#### Exercise requirements:
In the listing below, how many lines contain "white"? Answer with the number alone.

#### Data for review:
_ _ _
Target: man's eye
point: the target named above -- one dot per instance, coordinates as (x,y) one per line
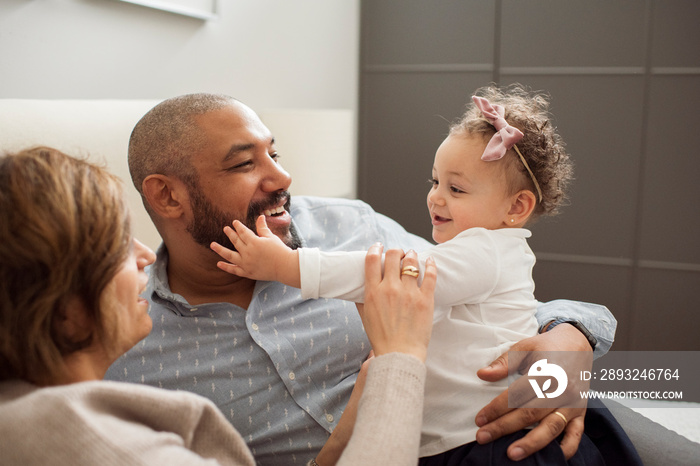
(241,165)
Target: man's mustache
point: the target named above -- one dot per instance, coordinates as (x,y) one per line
(256,208)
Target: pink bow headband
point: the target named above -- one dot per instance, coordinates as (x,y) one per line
(505,138)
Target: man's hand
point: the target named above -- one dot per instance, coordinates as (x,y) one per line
(263,257)
(497,419)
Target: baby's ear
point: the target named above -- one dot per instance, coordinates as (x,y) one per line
(522,205)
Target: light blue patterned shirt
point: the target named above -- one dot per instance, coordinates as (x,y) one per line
(282,370)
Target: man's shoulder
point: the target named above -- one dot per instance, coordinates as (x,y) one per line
(301,204)
(318,212)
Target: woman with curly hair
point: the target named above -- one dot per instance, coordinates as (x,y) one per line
(70,278)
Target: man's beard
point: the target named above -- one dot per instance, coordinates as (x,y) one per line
(208,222)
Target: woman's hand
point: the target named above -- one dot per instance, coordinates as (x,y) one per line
(398,313)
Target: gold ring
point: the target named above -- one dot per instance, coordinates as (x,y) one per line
(561,416)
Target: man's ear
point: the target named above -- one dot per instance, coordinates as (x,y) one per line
(522,206)
(164,195)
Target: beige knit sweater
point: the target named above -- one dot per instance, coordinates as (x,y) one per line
(111,423)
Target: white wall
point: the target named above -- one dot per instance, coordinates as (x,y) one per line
(267,53)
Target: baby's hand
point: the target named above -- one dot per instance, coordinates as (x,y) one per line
(263,257)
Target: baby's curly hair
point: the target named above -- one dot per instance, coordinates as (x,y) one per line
(541,146)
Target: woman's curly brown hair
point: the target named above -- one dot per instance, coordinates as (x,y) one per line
(541,146)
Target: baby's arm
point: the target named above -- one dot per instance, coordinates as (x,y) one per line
(258,257)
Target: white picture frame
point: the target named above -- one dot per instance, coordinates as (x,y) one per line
(200,9)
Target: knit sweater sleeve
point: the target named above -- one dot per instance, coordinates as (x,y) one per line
(387,430)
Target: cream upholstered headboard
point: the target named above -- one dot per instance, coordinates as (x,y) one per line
(100,130)
(96,129)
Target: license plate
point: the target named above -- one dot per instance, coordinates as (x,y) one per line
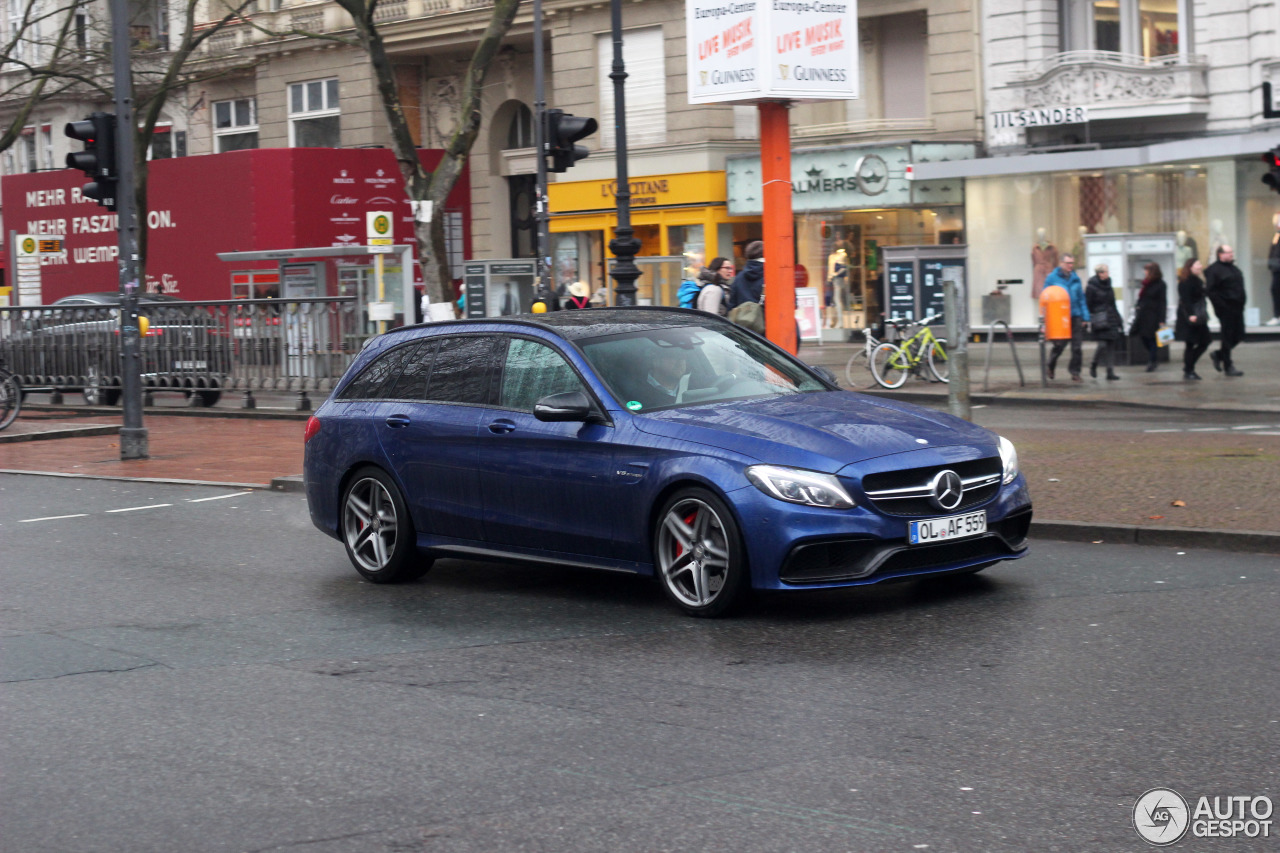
_ _ _
#### Response:
2